WRITTEN REQUEST:
From the data below, select every line that contains the word "white" and copy each one out.

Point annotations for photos
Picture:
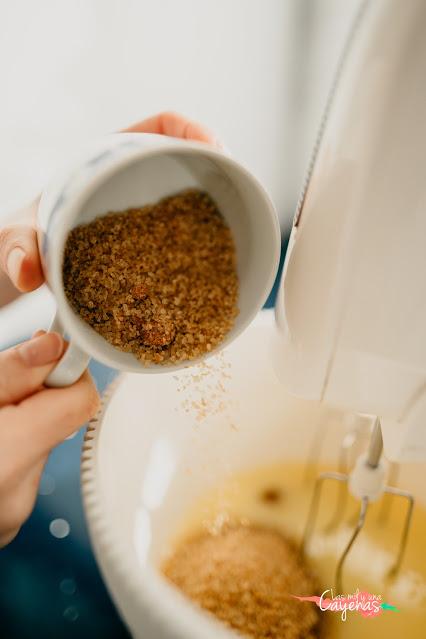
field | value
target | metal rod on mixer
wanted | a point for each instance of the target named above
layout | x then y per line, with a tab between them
375	448
407	524
357	530
313	509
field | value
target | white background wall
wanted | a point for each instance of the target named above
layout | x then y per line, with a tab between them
255	71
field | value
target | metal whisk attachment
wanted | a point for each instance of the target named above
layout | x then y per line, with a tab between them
367	483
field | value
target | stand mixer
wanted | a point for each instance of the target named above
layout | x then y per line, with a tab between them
351	308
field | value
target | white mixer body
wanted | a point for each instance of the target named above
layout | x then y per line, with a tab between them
351	309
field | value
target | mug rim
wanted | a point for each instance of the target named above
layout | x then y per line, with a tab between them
69	210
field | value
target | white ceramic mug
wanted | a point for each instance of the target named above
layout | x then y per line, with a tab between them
129	169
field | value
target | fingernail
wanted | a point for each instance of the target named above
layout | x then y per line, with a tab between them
42	350
14	263
39	333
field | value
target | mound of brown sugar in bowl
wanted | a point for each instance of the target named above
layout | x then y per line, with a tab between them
245	576
158	281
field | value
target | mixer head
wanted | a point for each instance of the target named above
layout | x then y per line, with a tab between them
366	482
351	308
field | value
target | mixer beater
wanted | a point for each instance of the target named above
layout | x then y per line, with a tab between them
367	483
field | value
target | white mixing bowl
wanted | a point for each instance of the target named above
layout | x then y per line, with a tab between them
146	460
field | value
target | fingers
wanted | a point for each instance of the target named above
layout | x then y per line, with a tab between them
19	256
45	419
176	126
24	368
18	492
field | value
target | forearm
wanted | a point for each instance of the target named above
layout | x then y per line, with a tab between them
8	292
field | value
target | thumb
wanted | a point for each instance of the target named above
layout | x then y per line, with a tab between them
24	368
19	256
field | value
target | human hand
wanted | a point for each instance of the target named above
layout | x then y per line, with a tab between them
33	420
19	256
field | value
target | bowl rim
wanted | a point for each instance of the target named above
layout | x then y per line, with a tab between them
171	614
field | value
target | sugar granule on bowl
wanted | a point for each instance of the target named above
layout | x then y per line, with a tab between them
158	281
246	576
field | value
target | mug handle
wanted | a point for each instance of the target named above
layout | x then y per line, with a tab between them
72	364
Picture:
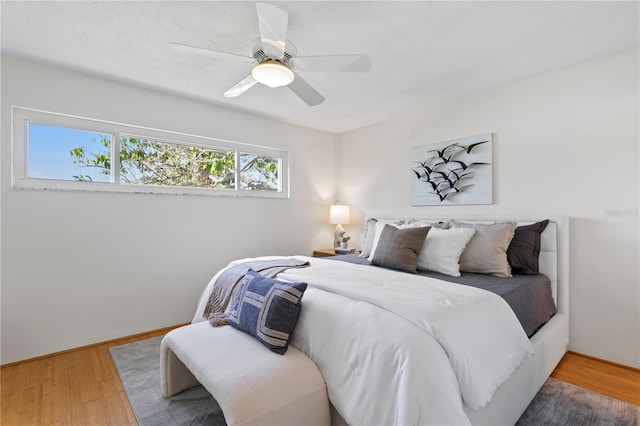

OUTPUT:
target | white background wall
target | white mixer body
target | white ceramic mug
target | white mixing bowl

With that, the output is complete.